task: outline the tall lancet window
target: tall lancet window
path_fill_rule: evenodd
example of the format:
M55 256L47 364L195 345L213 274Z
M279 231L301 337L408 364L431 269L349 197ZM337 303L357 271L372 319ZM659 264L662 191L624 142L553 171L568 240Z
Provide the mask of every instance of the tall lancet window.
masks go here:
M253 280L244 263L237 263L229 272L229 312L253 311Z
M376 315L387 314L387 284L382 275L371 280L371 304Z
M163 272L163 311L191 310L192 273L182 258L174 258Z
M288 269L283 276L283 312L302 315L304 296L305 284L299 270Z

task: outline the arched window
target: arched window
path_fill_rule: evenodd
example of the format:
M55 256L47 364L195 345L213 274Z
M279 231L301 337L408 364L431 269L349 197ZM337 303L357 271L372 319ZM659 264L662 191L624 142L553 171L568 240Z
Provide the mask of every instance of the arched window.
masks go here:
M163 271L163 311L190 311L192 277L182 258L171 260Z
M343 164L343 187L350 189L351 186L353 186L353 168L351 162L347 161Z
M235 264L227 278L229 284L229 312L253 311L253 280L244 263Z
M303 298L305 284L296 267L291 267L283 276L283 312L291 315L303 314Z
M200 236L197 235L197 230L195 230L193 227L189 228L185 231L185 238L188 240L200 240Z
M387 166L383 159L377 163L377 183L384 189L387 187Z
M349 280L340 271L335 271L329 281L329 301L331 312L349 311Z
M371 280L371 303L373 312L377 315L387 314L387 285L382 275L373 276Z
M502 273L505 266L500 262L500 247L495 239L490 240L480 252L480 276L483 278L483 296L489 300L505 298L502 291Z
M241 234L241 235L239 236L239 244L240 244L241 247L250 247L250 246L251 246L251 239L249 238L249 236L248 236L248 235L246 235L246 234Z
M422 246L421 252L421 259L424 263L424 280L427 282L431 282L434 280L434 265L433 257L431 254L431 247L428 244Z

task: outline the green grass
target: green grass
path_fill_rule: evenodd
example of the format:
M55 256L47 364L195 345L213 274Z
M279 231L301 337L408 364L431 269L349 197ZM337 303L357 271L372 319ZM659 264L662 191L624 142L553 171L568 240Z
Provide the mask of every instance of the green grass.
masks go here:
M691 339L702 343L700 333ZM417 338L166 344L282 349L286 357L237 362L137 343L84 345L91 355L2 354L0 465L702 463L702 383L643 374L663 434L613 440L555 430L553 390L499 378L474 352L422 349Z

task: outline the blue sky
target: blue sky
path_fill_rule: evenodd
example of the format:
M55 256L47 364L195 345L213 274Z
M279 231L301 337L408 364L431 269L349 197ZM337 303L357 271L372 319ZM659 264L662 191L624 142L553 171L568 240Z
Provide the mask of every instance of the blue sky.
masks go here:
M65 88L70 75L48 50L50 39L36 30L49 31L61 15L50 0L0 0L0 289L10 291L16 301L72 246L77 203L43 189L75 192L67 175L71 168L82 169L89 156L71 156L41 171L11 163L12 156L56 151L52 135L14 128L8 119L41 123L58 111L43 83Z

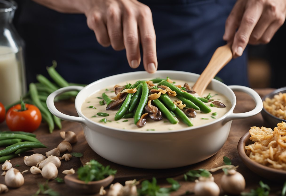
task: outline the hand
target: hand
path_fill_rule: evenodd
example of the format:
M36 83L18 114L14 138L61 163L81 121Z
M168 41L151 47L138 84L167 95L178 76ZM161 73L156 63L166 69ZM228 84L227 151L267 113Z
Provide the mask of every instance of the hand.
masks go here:
M223 39L233 42L234 57L240 56L249 43L269 43L285 15L285 0L237 0L226 22Z
M145 70L157 69L156 37L149 7L137 0L89 0L85 13L88 27L98 43L116 50L124 48L129 65L136 68L141 61L139 45L143 50Z

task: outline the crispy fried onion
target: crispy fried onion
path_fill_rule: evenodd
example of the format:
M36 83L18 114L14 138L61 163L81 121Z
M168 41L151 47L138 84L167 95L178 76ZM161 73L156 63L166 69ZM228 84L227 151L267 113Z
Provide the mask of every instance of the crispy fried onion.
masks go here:
M136 88L134 88L134 89L125 89L121 92L118 93L117 95L116 95L116 97L113 97L111 99L115 101L116 101L117 99L120 99L124 97L126 93L134 93L136 92L137 90L137 89Z
M161 86L158 86L157 87L159 89L161 89L163 90L166 90L167 94L170 97L175 97L177 95L177 93L176 93L176 91L171 90L169 87L162 85ZM163 94L165 94L163 93L162 93Z
M161 96L161 92L159 92L158 93L154 93L151 94L148 97L148 100L155 100L156 99L160 97Z
M176 100L173 102L176 106L180 109L183 109L186 107L185 104L183 104L183 102L180 100Z
M151 94L153 93L158 93L159 92L160 92L162 94L165 94L168 91L168 90L167 89L163 90L162 89L152 89L150 90L150 92Z
M116 85L113 87L113 91L115 93L115 95L117 95L120 91L124 88L124 87L122 86L119 86Z
M148 115L149 114L147 112L143 114L141 116L140 119L139 119L138 121L136 123L136 125L139 128L142 127L145 125L146 124L146 119L148 117Z

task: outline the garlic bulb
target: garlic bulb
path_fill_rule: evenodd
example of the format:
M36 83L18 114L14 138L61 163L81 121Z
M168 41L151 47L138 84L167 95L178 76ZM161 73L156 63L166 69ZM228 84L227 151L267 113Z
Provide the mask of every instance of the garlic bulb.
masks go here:
M107 196L118 196L123 188L122 185L119 183L116 183L110 185Z
M200 177L195 181L194 192L196 196L219 196L219 188L214 182L213 177Z
M56 156L48 156L46 159L42 161L37 166L41 169L43 168L45 165L50 162L55 164L57 168L59 168L61 166L61 160Z
M42 175L46 179L53 179L57 176L57 168L54 164L49 162L42 169Z
M29 166L36 166L38 163L41 162L46 158L46 157L42 154L36 153L29 156L24 156L24 162L26 165Z
M56 148L46 152L46 156L48 157L52 156L59 156L59 149Z
M72 168L70 169L66 169L65 170L64 170L61 173L64 174L69 175L69 174L73 174L74 173L74 170Z
M63 140L57 145L57 147L61 153L67 150L69 152L72 151L72 145L68 142Z
M7 186L3 184L0 184L0 194L2 193L7 193L9 190Z
M32 166L30 169L30 171L33 174L38 174L42 173L41 170L36 166Z
M241 174L231 169L228 171L227 175L223 176L221 185L226 193L239 195L245 189L245 181Z
M10 160L9 161L6 160L5 162L2 165L2 170L8 170L12 167L12 164L10 162L11 161Z
M59 133L61 137L64 141L68 142L71 144L74 144L78 141L78 138L76 134L72 131L61 132Z
M72 158L72 155L70 154L65 154L63 155L61 157L59 157L60 160L64 159L66 161L68 161Z
M7 187L12 188L20 187L24 184L24 177L17 169L12 168L6 172L5 183Z

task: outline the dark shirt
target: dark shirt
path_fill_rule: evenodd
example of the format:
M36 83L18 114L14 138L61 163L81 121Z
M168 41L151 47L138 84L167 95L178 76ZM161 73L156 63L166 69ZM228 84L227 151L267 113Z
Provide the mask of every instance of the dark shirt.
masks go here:
M140 1L152 11L158 70L200 74L215 49L225 44L225 21L235 1ZM59 13L30 0L18 3L21 8L16 26L26 43L28 84L36 81L37 74L47 76L46 67L53 60L64 78L75 83L144 70L142 62L138 68L129 67L125 50L100 45L84 14ZM246 60L245 55L232 60L218 76L227 85L248 86Z

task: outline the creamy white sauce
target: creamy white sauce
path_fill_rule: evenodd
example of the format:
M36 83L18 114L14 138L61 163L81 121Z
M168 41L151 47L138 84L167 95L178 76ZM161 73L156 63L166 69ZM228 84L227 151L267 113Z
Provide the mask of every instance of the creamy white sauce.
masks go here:
M148 79L142 79L142 80ZM188 83L191 87L194 84L193 83L190 82L186 82L176 80L172 80L176 82L174 84L175 85L180 85L182 86L183 86L185 82ZM128 81L127 82L128 83L133 84L136 81ZM126 84L126 82L117 84L123 86ZM103 125L107 126L128 130L162 131L178 130L188 127L179 119L178 119L179 122L178 124L173 124L170 123L168 119L164 117L162 120L159 121L155 121L150 118L148 118L146 124L141 128L138 128L136 125L134 124L133 118L122 118L118 121L114 120L114 116L116 113L119 109L119 108L114 110L106 110L106 103L105 102L105 104L104 105L100 105L99 104L99 101L103 99L98 98L102 98L102 95L103 93L105 93L107 96L111 98L115 97L115 93L113 91L114 87L114 86L107 87L103 89L95 92L87 98L83 103L81 107L82 111L84 115L92 121L102 124ZM214 95L211 98L211 99L213 99L214 101L217 101L221 102L225 105L226 107L225 108L219 108L210 107L210 105L212 101L204 103L210 107L212 110L212 111L207 113L201 113L200 110L196 110L196 116L194 118L190 118L194 126L203 125L215 120L224 115L231 107L231 102L225 96L214 91L206 89L202 97L206 97L210 93L211 95ZM197 97L199 97L198 95L196 93L192 95ZM176 99L176 97L174 98L171 97L170 98L173 99ZM91 106L93 106L94 108L89 108L89 107ZM96 114L98 112L106 113L108 114L109 115L107 117L100 116ZM143 111L142 113L145 113L145 111ZM217 115L215 116L213 115L212 114L214 113L216 113ZM96 116L96 117L94 117L94 116ZM100 122L101 120L105 118L106 118L107 120L106 123L103 122ZM126 121L126 120L128 120ZM125 121L123 122L124 121Z

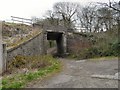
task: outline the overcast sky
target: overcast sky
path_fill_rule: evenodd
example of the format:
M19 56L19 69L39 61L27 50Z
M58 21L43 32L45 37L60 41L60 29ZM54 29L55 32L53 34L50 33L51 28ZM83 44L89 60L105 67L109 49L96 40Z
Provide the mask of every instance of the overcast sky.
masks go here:
M31 18L42 17L56 2L108 2L109 0L0 0L0 20L10 20L11 16ZM118 1L118 0L114 0Z

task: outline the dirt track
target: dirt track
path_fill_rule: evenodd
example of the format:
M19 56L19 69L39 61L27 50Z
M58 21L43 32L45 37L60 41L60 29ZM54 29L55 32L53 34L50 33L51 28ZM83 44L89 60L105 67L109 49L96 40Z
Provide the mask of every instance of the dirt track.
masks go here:
M91 75L115 75L118 60L87 61L60 59L63 71L49 79L37 81L30 88L117 88L118 80L92 78Z

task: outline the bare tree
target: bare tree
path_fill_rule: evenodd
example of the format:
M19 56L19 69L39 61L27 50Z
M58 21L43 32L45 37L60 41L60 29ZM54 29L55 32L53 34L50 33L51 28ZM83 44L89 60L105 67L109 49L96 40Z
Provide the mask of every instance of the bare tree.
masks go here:
M95 21L96 5L85 6L82 10L78 11L77 17L81 23L81 26L86 28L88 32L92 32L93 24Z
M76 21L76 13L80 5L72 2L58 2L53 9L66 28L71 28Z
M59 25L59 18L52 10L46 12L45 18L48 20L49 25Z

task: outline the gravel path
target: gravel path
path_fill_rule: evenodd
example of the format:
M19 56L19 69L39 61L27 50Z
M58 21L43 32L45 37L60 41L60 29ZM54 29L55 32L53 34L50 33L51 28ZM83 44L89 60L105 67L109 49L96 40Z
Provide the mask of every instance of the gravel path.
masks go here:
M63 71L48 79L37 81L29 88L118 88L118 80L93 78L92 75L115 75L118 60L87 61L60 59Z

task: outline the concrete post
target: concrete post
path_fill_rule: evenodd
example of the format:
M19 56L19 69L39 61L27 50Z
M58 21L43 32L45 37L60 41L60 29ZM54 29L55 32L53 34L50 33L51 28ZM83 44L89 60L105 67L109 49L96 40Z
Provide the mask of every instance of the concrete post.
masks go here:
M0 74L2 74L3 48L2 48L2 22L0 22Z
M0 22L0 74L6 71L6 44L2 42L2 22Z
M2 47L3 47L3 72L7 70L7 50L6 50L6 47L7 45L6 44L2 44Z

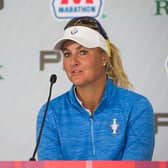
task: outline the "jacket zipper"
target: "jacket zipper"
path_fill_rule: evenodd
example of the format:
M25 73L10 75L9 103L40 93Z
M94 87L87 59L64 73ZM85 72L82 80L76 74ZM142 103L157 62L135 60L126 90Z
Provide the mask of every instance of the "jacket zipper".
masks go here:
M95 156L95 140L94 140L94 128L93 128L93 116L90 116L90 133L91 133L91 141L92 141L92 154Z

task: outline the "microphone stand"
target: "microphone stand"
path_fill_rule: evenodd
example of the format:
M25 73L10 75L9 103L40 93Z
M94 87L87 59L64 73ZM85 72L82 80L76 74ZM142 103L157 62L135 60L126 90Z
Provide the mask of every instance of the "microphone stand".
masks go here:
M49 106L49 102L50 102L50 99L51 99L52 87L53 87L53 84L56 82L56 80L57 80L57 76L56 76L55 74L52 74L51 77L50 77L50 91L49 91L49 96L48 96L48 100L47 100L47 103L46 103L46 108L45 108L43 120L42 120L42 123L41 123L40 132L39 132L39 135L38 135L38 138L37 138L37 143L36 143L36 146L35 146L33 155L32 155L32 157L29 159L29 161L36 161L35 156L36 156L36 153L37 153L37 149L38 149L38 147L39 147L39 144L40 144L40 140L41 140L41 136L42 136L42 132L43 132L43 128L44 128L44 123L45 123L45 119L46 119L46 116L47 116L48 106Z

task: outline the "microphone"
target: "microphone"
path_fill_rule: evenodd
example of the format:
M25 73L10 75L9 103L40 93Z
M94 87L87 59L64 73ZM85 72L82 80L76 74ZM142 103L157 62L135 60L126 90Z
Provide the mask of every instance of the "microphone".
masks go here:
M43 128L44 128L44 123L45 123L45 119L46 119L46 116L47 116L48 106L49 106L49 102L50 102L50 99L51 99L52 86L56 82L56 80L57 80L57 76L55 74L52 74L51 77L50 77L49 96L48 96L48 100L47 100L47 103L46 103L46 108L45 108L45 111L44 111L44 116L43 116L43 120L42 120L42 123L41 123L40 132L39 132L39 135L38 135L38 138L37 138L37 143L36 143L33 155L29 159L29 161L36 161L35 156L36 156L39 144L40 144L40 140L41 140L41 136L42 136L42 132L43 132Z

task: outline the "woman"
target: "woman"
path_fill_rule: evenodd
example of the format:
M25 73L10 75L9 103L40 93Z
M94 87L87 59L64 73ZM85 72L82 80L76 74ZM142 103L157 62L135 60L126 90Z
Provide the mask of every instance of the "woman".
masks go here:
M92 17L72 19L55 50L61 51L73 86L50 102L39 160L151 160L152 106L128 90L132 85L118 50L100 23Z

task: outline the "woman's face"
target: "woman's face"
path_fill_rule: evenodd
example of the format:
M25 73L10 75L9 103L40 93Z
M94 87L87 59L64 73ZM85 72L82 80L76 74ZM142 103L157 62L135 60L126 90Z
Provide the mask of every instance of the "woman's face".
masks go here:
M108 56L100 48L85 48L68 40L63 44L63 66L70 81L76 86L104 82Z

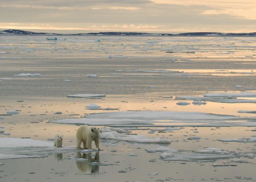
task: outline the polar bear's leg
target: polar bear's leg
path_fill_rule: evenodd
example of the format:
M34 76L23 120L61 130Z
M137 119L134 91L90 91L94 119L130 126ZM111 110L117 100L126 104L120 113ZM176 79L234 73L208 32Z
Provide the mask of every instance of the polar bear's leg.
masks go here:
M94 139L94 142L95 142L95 145L96 146L96 148L99 150L99 140L95 138Z
M90 137L87 138L86 141L87 149L93 149L91 148L91 141L89 139L89 138Z
M76 149L82 149L82 148L81 148L80 146L81 146L81 143L82 143L82 140L81 139L76 139Z
M83 149L87 149L87 145L86 145L86 141L83 140Z

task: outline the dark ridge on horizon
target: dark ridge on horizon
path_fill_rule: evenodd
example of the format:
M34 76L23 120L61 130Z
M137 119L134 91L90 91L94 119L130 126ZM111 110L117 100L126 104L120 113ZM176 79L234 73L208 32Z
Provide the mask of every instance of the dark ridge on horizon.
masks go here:
M99 33L85 33L61 34L44 32L34 32L21 30L9 29L0 31L0 34L15 35L160 35L167 36L256 36L256 32L242 33L223 33L212 32L196 32L182 33L177 34L172 33L149 33L146 32L106 32Z

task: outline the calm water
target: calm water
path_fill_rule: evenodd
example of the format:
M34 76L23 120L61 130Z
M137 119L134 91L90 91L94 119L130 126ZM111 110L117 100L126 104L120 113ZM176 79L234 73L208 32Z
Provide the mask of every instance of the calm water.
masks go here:
M208 92L255 92L249 89L256 88L255 37L67 36L57 36L57 41L46 40L52 37L0 36L0 114L5 114L7 110L20 111L16 115L0 116L0 127L5 127L5 132L10 133L0 137L47 141L60 132L64 135L64 145L74 145L78 126L48 122L79 118L84 114L113 112L85 109L86 106L92 103L102 108L118 108L124 111L178 111L256 116L237 112L239 110L255 111L253 103L207 101L205 105L182 106L176 104L181 100L174 99L176 96L202 96ZM28 73L41 76L14 76ZM97 76L86 76L91 74ZM106 96L97 99L67 97L68 94L103 94ZM54 114L57 111L63 114ZM69 115L71 113L79 115ZM132 128L132 131L178 142L162 145L102 140L104 150L99 155L94 152L91 156L82 154L78 156L90 161L98 160L99 157L101 162L112 164L106 166L76 163L75 159L79 154L75 152L46 152L49 156L43 158L1 159L0 163L4 165L0 166L0 181L256 180L254 157L244 157L247 153L256 155L255 142L218 140L252 138L255 134L251 131L254 127L185 127L173 132L148 133L150 129ZM198 133L193 132L195 129ZM187 140L195 136L202 139ZM249 163L234 164L229 159L203 163L165 161L159 157L161 153L144 150L159 145L189 151L206 147L219 148L242 153L244 157L236 157ZM130 156L131 153L138 156ZM71 157L74 158L68 159ZM214 167L215 163L236 166ZM24 165L27 167L24 169ZM118 172L123 170L126 173ZM85 175L89 171L92 174ZM155 172L159 174L148 175Z

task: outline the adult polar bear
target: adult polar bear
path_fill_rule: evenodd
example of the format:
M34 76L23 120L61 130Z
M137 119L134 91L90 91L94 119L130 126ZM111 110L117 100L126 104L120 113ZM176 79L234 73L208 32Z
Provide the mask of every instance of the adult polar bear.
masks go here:
M85 125L79 127L76 132L76 149L81 149L83 142L83 149L92 149L91 142L94 141L96 147L99 150L99 128Z

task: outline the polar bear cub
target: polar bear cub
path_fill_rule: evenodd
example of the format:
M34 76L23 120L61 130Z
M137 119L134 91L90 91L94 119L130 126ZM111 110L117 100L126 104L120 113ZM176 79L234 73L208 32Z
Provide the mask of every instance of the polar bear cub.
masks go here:
M56 134L54 139L54 146L58 148L62 147L62 141L63 135L60 134Z
M94 141L96 147L99 150L99 128L87 126L80 126L76 132L76 149L81 149L83 142L83 149L92 149L91 142Z

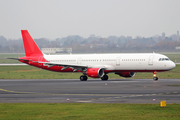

+-------+

# YOUR INSTRUCTIONS
Copy the lines of the records exactly, starting with the line that contains "task: outline the bare tree" and ending with the line that contains "M59 25L59 18L52 10L46 12L45 18L48 20L49 25Z", both included.

# COMPLETED EXERCISE
task: outline the bare tree
target: bare tree
path_fill_rule: evenodd
example of the format:
M19 56L19 69L39 61L27 50Z
M58 21L43 32L45 37L60 41L60 29ZM54 29L55 32L53 34L50 33L51 28ZM83 44L89 60L105 67L109 49L96 40Z
Provide the mask of every instance of the bare tree.
masks go here:
M95 21L96 5L85 6L82 10L78 11L77 17L81 23L81 26L86 28L88 32L92 32L93 24Z
M76 21L76 13L80 5L72 2L58 2L53 9L66 28L71 28Z
M59 25L59 18L52 10L46 12L45 18L48 20L49 25Z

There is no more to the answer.